War Story: The Team That Couldn’t Scale
Section titled “War Story: The Team That Couldn’t Scale”A fast-growing company can end up in a situation like this:
- A small operations group handling production for a much larger engineering organization
- On-call interruptions were frequent and exhausting
- Deployments were backed up long enough to slow delivery noticeably
- Burnout was rampant
They hired more ops people. It helped briefly, then got worse again.
The problem: They were scaling linearly while the system grew exponentially.
The fix: They adopted SRE practices:
- Established SLOs: Defined what “good enough” meant
- Created error budgets: Developers owned reliability
- Mandated toil measurement: Found where time went
- Set the 50% rule: Forced automation investment
Within 6 months:
- Deployment queue: Same day
- On-call incidents: Meaningfully reduced
- Team size: Held steady
- Coverage: Able to support a larger engineering organization
The shift wasn’t hiring more people. It was working differently.
Lesson: You can’t hire your way out of operational problems. You have to engineer your way out.

→ Material shown:
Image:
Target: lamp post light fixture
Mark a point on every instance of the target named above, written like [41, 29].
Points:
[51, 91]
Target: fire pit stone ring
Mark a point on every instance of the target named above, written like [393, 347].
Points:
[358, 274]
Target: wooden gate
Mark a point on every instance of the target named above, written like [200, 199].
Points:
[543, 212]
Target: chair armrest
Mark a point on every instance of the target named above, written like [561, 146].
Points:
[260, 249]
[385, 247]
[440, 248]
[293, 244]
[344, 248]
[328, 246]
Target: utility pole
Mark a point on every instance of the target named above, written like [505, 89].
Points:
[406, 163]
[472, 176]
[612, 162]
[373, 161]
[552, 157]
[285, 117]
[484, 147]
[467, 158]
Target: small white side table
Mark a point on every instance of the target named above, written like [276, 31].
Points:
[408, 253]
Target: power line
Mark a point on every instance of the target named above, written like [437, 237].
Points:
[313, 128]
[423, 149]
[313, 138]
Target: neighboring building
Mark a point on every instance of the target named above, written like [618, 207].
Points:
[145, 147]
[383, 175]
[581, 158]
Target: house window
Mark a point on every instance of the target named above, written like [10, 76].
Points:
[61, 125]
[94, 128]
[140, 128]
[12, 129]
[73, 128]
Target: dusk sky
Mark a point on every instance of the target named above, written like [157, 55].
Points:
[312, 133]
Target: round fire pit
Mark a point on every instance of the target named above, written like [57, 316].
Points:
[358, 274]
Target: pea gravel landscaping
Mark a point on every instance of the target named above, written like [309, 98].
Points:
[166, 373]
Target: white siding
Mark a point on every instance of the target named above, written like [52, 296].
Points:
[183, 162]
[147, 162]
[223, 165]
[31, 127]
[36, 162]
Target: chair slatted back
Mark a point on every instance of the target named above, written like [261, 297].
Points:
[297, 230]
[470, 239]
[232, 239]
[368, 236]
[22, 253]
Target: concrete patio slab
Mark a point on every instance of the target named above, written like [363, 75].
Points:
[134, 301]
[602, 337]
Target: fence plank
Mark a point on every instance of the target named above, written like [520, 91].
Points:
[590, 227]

→ Given exercise:
Rewrite the war story about the team that couldn't scale from "The problem: They" up to and including "your way out.", putting "toil tracking" in place of "toil measurement".

→ The response:
The problem: They were scaling linearly while the system grew exponentially.
The fix: They adopted SRE practices:
- Established SLOs: Defined what “good enough” meant
- Created error budgets: Developers owned reliability
- Mandated toil tracking: Found where time went
- Set the 50% rule: Forced automation investment
Within 6 months:
- Deployment queue: Same day
- On-call incidents: Meaningfully reduced
- Team size: Held steady
- Coverage: Able to support a larger engineering organization
The shift wasn’t hiring more people. It was working differently.
Lesson: You can’t hire your way out of operational problems. You have to engineer your way out.